REQUIREMENT:
Answer these from the TPage.java source extract:
(a) Which licenses is the file distributed under?
(b) What value does the constructor assign to lang_pos?
(c) Which two fields does the toString method include in the string it returns?

##### SOURCE EXTRACT #####

/* TPage.java - SQL operations with the table 'page' in Wiktionary parsed database.
*
* Copyright (c) 2009-2011 Andrew Krizhanovsky <andrew.krizhanovsky at gmail.com>
* Distributed under EPL/LGPL/GPL/AL/BSD multi-license.
*/
package wikokit.base.wikt.sql;
import wikokit.base.wikipedia.sql.Connect;
import wikokit.base.wikipedia.sql.PageTableBase;
import wikokit.base.wikipedia.language.Encodings;
//import wikt.api.WTMeaning;
//import wikt.word.*;
//import wikipedia.util.StringUtil;
import java.util.List;
import java.util.ArrayList;
import java.sql.*;
/** An operations with the table 'page' in MySQL wiktionary_parsed database. */
public class TPage {
/** Unique page identifier. */
private int id;
/** Title of the wiki page, word. */
private String page_title;
/** Size of the page in words. */
private int word_count;
/** Size of the page as a number of wikified words at the page
* (number of out-links). */
private int wiki_link_count;
/** true, if the page_title exists in Wiktionary
* false, if the page_title exists only as a [[|wikified word]] */
private boolean is_in_wiktionary;
/** Hard redirect defined by #REDIRECT
* @see TLangPOS.redirect_type and .lemma - a soft redirect. */
private boolean is_redirect;
/** Redirected page, i.e. target or destination page.
* It is null for usual entries.
*
* Hard redirect defined by #REDIRECT",
* @see TLangPOS.redirect_type and .lemma - a soft redirect.
*/
private String redirect_target;
/** Array of language-POS with this page_title */
private TLangPOS[] lang_pos;
private final static TPage[] NULL_TPAGE_ARRAY = new TPage[0];
private final static TLangPOS[] NULL_TLANGPOS_ARRAY = new TLangPOS[0];
public TPage(int _id,String _page_title,int _word_count,int _wiki_link_count,
boolean _is_in_wiktionary,
String _redirect_target)
{
id = _id;
page_title = _page_title;
word_count = _word_count;
wiki_link_count = _wiki_link_count;
is_in_wiktionary = _is_in_wiktionary;
is_redirect = null != _redirect_target;
redirect_target = _redirect_target;
lang_pos = NULL_TLANGPOS_ARRAY;
}
/*public void init() {
id = 0;
page_title = "";
word_count = 0;
wiki_link_count = 0;
is_in_wiktionary = false;
}*/
@Override
public String toString() {
return "id=" + id + "; page_title=" + page_title;
}
/** Gets unique ID from database */
public int getID() {
return id;
}
/** Gets title of the wiki page, word. */
public String getPageTitle() {
return page_title;
}
/** Gets number of words, size of the page in words. */
public int getWordCount() {
return word_count;
}
/** Gets number of out-links, size of the page as a number of wikified words. */
public int getWikiLinkCount() {
return wiki_link_count;
}
/** Returns true, if the page_title exists in Wiktionary. */
public boolean isInWiktionary() {
return is_in_wiktionary;
}
/** Returns true, if the page_title is a #REDIRECT in Wiktionary.

##### DATASET #####

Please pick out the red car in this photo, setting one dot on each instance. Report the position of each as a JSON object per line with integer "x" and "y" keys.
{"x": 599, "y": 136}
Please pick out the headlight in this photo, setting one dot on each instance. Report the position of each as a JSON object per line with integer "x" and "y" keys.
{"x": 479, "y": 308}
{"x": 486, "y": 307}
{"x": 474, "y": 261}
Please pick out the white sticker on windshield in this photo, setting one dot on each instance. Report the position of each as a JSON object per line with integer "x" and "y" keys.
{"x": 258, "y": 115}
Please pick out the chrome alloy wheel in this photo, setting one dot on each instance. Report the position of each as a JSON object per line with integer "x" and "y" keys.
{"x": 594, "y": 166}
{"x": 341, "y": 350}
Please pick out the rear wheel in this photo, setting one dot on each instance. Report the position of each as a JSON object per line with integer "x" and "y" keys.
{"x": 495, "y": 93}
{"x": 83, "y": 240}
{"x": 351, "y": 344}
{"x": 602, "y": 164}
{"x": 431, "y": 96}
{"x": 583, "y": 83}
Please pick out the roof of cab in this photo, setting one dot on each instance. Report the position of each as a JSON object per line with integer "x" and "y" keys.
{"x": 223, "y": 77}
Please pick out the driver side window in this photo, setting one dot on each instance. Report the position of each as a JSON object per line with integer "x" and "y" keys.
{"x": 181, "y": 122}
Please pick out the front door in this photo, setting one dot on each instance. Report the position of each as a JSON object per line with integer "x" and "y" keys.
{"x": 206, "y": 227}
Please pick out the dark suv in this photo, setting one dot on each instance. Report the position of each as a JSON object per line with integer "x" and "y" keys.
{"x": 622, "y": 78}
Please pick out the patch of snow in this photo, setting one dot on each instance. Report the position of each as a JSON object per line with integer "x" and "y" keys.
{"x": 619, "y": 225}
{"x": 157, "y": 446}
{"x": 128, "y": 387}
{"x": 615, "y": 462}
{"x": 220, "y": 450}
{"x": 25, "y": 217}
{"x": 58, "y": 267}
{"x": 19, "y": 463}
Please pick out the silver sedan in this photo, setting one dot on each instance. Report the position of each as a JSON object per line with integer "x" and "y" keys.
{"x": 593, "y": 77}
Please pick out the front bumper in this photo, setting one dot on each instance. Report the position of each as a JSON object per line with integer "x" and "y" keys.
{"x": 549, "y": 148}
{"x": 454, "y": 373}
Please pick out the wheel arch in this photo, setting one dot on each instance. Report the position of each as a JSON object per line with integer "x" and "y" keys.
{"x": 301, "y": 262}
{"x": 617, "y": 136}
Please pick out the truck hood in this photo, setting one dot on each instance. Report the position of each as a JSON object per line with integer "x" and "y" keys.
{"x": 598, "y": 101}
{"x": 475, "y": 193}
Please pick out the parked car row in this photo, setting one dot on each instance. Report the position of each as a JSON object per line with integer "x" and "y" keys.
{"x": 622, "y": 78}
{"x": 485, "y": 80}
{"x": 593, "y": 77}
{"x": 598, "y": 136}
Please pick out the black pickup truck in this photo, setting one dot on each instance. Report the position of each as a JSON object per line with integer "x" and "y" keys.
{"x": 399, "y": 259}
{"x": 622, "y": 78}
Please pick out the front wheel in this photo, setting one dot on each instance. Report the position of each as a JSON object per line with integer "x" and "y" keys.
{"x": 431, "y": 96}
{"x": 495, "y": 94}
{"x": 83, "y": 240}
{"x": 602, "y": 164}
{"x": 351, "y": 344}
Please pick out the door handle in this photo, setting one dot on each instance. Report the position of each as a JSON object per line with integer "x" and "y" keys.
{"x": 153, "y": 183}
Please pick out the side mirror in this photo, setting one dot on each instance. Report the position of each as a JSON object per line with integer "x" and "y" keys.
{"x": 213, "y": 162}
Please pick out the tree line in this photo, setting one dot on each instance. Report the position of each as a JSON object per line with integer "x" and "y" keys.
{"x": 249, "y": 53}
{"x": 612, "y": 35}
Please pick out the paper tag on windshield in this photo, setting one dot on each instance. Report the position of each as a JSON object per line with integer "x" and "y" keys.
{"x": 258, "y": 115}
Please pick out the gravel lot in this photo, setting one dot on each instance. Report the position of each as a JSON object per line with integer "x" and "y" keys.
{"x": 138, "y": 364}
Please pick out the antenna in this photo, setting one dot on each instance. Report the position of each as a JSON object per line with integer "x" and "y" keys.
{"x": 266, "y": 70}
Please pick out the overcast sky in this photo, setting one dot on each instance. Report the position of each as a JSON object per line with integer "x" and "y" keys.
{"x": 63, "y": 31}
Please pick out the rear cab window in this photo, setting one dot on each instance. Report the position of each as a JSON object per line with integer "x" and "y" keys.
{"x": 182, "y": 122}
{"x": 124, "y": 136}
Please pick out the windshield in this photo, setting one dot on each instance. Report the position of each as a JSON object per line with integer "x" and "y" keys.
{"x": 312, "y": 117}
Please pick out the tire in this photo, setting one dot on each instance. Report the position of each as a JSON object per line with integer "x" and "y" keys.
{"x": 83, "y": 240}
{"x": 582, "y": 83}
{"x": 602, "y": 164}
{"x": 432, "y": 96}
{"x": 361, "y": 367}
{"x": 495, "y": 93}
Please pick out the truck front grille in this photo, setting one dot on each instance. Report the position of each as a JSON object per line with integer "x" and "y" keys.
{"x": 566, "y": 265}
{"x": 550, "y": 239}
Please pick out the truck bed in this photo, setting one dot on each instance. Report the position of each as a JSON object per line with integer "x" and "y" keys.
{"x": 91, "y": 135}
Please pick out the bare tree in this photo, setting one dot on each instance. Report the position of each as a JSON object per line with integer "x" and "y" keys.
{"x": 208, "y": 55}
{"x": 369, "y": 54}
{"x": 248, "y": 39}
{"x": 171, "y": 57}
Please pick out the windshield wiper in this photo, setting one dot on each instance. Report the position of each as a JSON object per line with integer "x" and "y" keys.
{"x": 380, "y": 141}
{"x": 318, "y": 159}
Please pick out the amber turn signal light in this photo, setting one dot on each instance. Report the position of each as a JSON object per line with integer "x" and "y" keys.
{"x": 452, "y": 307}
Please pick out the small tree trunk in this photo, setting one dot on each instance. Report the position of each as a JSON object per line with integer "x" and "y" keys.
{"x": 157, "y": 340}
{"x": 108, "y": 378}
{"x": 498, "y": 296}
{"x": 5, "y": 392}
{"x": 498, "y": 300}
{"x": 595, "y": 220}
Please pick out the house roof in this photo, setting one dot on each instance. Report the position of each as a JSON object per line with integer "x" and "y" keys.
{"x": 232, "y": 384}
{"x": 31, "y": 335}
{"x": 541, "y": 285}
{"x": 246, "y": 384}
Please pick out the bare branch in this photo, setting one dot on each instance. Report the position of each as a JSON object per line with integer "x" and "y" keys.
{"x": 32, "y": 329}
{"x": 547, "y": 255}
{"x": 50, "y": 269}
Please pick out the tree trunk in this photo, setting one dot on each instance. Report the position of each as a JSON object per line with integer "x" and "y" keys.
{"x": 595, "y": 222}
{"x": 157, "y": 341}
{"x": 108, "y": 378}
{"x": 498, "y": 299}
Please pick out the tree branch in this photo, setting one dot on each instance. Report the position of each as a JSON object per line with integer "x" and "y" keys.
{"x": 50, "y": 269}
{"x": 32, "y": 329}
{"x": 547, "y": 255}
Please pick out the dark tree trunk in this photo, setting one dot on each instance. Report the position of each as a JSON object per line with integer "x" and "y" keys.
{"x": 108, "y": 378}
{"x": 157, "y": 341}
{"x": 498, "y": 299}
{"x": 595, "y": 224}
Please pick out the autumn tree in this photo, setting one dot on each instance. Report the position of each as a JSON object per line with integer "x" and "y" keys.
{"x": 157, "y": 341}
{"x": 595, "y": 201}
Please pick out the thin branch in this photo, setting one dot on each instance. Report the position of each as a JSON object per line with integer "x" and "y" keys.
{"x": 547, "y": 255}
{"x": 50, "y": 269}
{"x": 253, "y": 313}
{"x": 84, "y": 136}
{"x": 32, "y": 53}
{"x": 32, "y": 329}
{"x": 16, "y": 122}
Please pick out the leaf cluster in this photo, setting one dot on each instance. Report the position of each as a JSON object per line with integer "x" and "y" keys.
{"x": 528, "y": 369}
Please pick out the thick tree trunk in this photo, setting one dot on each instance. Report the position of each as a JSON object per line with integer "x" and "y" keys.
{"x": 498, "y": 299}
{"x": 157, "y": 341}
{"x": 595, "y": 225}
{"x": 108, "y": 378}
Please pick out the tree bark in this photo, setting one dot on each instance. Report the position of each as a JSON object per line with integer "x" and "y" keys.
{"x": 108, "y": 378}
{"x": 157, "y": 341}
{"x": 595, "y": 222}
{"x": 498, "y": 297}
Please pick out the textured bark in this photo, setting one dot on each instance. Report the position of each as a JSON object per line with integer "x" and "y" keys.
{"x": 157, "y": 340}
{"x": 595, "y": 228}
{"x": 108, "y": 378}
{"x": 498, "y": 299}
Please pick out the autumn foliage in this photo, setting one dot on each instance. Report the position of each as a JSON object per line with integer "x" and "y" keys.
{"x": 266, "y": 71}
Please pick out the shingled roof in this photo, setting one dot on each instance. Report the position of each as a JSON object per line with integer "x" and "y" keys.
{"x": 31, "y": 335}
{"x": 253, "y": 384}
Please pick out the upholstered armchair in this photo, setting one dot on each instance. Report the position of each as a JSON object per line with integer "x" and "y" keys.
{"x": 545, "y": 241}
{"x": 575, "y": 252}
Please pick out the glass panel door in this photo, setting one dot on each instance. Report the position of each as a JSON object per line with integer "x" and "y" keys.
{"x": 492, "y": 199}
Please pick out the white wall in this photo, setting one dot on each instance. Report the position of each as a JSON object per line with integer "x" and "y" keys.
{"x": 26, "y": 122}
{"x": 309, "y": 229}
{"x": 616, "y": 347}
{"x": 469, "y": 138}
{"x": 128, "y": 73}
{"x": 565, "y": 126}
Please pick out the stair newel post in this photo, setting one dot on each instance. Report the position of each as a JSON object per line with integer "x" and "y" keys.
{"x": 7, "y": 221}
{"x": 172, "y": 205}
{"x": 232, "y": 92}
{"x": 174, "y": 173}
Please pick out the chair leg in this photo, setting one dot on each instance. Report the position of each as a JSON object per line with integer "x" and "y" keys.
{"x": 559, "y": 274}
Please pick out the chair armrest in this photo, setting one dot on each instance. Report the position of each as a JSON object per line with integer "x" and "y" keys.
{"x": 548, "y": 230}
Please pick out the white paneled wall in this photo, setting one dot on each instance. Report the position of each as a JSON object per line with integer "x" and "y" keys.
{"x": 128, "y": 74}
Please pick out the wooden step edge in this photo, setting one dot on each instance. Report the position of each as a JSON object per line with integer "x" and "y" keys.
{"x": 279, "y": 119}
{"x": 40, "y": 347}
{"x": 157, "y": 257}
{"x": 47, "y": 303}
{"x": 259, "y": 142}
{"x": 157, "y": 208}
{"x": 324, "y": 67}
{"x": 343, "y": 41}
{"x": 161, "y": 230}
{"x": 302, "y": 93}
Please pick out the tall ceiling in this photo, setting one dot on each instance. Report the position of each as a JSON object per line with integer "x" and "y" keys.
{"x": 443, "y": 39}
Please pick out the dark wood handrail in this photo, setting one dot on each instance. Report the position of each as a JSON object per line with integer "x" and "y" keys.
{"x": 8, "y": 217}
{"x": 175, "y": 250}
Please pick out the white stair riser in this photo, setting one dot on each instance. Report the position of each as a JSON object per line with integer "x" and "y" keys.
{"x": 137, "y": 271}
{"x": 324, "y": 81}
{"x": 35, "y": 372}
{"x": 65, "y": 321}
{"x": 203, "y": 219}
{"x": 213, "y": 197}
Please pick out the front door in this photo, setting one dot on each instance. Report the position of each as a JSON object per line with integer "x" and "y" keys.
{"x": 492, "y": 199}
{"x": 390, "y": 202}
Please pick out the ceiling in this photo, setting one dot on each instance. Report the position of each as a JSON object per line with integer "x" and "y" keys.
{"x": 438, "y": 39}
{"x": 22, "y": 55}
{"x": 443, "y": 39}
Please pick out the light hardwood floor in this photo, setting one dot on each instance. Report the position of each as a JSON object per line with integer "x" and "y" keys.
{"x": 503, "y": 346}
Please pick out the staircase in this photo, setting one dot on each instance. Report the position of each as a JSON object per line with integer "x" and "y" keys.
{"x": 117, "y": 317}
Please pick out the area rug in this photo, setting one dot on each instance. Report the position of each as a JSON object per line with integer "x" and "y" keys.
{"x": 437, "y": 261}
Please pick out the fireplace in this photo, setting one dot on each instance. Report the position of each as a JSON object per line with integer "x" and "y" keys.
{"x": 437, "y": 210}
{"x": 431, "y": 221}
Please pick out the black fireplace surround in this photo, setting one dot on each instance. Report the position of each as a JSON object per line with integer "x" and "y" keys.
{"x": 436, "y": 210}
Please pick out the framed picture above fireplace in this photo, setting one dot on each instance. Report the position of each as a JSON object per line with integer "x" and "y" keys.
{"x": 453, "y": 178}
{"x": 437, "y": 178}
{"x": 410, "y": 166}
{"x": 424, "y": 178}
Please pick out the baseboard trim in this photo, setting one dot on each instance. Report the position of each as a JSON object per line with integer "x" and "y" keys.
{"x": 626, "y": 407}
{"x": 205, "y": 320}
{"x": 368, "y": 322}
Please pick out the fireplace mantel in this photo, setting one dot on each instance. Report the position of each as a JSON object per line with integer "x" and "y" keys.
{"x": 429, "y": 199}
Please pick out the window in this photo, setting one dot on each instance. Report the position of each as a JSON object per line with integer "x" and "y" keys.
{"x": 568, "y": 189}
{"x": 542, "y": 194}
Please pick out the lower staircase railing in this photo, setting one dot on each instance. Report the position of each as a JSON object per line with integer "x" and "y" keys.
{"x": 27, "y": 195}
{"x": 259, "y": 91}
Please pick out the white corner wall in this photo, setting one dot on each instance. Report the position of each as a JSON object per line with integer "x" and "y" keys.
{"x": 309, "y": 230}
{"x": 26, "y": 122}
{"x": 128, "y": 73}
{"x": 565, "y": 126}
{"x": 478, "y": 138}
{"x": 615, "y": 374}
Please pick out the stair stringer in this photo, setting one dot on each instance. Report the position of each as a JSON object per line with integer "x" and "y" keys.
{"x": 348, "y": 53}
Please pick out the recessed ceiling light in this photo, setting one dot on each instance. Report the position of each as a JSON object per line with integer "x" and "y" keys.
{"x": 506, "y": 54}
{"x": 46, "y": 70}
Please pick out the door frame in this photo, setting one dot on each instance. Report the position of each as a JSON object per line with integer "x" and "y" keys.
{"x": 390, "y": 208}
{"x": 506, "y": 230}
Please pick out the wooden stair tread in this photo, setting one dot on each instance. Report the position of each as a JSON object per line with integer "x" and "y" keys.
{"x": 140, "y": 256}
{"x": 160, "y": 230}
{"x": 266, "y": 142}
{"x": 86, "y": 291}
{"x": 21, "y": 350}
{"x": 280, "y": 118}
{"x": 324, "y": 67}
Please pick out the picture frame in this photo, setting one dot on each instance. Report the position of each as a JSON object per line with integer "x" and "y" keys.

#####

EXERCISE ANSWER:
(a) EPL/LGPL/GPL/AL/BSD (a multi-license).
(b) NULL_TLANGPOS_ARRAY.
(c) id and page_title.